#### WHAT NEEDS TO BE DONE
Make an exact copy of all the entries below, with the pictures left out.
--- Begin ---
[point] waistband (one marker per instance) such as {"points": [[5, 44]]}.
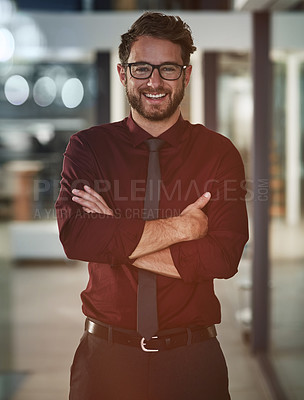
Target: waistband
{"points": [[164, 340]]}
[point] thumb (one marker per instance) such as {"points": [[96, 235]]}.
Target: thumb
{"points": [[203, 200]]}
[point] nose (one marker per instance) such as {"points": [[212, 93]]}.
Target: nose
{"points": [[155, 79]]}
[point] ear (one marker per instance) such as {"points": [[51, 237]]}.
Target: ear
{"points": [[187, 75], [122, 74]]}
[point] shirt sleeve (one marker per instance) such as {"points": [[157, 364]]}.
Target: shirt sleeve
{"points": [[91, 237], [217, 255]]}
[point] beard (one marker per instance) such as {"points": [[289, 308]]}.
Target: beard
{"points": [[156, 113]]}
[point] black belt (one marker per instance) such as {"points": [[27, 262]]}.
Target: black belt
{"points": [[165, 340]]}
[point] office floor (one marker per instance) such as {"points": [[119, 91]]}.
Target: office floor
{"points": [[43, 324]]}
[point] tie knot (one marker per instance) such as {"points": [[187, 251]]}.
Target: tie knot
{"points": [[154, 144]]}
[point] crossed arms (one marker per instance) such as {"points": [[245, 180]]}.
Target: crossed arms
{"points": [[152, 252]]}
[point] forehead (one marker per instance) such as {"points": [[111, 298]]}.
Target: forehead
{"points": [[155, 51]]}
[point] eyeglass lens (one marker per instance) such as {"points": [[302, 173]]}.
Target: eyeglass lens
{"points": [[166, 71]]}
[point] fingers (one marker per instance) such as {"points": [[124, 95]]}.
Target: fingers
{"points": [[202, 201], [91, 201]]}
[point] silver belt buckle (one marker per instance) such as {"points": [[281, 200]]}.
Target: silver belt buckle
{"points": [[143, 345]]}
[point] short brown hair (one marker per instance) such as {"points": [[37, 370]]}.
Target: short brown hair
{"points": [[160, 26]]}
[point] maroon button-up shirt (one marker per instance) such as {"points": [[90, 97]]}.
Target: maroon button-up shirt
{"points": [[113, 160]]}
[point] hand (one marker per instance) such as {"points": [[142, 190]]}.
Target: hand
{"points": [[91, 201], [196, 221]]}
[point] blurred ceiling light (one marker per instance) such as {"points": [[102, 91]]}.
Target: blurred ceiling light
{"points": [[16, 90], [7, 9], [44, 132], [44, 91], [7, 45], [72, 93]]}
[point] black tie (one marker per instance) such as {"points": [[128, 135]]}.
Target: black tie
{"points": [[147, 321]]}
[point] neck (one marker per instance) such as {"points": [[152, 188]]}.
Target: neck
{"points": [[155, 128]]}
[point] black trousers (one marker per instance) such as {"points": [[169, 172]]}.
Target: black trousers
{"points": [[103, 371]]}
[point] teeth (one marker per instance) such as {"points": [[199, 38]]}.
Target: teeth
{"points": [[155, 96]]}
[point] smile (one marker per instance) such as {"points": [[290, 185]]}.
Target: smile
{"points": [[155, 96]]}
--- End ---
#### RESPONSE
[point] waistband (one marker per instance) such as {"points": [[5, 44]]}.
Target: waistband
{"points": [[164, 340]]}
[point] thumb (one marker per instance) such as {"points": [[96, 235]]}.
Target: thumb
{"points": [[203, 200]]}
[point] nose (one marker per instance) such as {"points": [[212, 93]]}.
Target: nose
{"points": [[155, 79]]}
[point] ear (one marker per instance) such as {"points": [[51, 237]]}.
Target: ear
{"points": [[187, 75], [122, 74]]}
[point] shirt sleeve (one marker per instance) such as {"points": [[157, 364]]}.
Target: shirt sleeve
{"points": [[91, 237], [217, 255]]}
[point] beard (one marker per instance) such as {"points": [[289, 308]]}.
Target: beard
{"points": [[156, 113]]}
[point] black belt (one marker per instance) such as {"points": [[27, 262]]}.
Target: black belt
{"points": [[165, 340]]}
[point] office floor (one marker per instance) such as {"points": [[119, 91]]}.
Target: office floor
{"points": [[43, 324]]}
[point] tie knot (one marker per instance) such as {"points": [[187, 251]]}.
Target: tie knot
{"points": [[154, 144]]}
[point] crossed arms (one marker per instance) such as {"points": [[245, 180]]}.
Target: crossed arms
{"points": [[152, 252]]}
[point] forehead (one marker per instance) such as {"points": [[111, 298]]}.
Target: forehead
{"points": [[155, 51]]}
[point] eyeglass lens (one marker per instance) such as {"points": [[302, 173]]}.
Target: eyeglass lens
{"points": [[166, 71]]}
[point] fingers (one marker per instance) such as {"points": [[124, 95]]}.
Target: fingers
{"points": [[202, 201], [91, 201]]}
[point] silver belt buckle (one marker per instance) such as {"points": [[281, 200]]}.
Target: silver belt buckle
{"points": [[143, 345]]}
[point] short brown hair (one marker per instance) such as {"points": [[37, 370]]}.
Target: short brown hair
{"points": [[160, 26]]}
[point] maroon button-up shirt (one marker per instance) such as {"points": [[90, 97]]}.
Target: maroon button-up shirt
{"points": [[113, 160]]}
[point] hand (one marker per instance) such as {"points": [[142, 190]]}.
Target: hand
{"points": [[91, 201], [196, 221]]}
[point] blurred ceiling light (one marker per instance) such as {"points": [[102, 91]]}.
Target: blurred ceiling light
{"points": [[16, 90], [7, 9], [44, 132], [44, 91], [7, 45], [72, 93]]}
[point] black tie (one marker per instance) such as {"points": [[128, 135]]}.
Target: black tie
{"points": [[147, 321]]}
[point] neck (one marker per instance) such as {"points": [[152, 188]]}.
Target: neck
{"points": [[155, 128]]}
[point] black trousers (one marker per instance) such as {"points": [[169, 172]]}.
Target: black trousers
{"points": [[103, 371]]}
[point] teeth (one marker per instance) such as {"points": [[199, 38]]}.
Target: teeth
{"points": [[155, 96]]}
[point] smile (one marker per instance) such as {"points": [[290, 185]]}.
Target: smile
{"points": [[155, 96]]}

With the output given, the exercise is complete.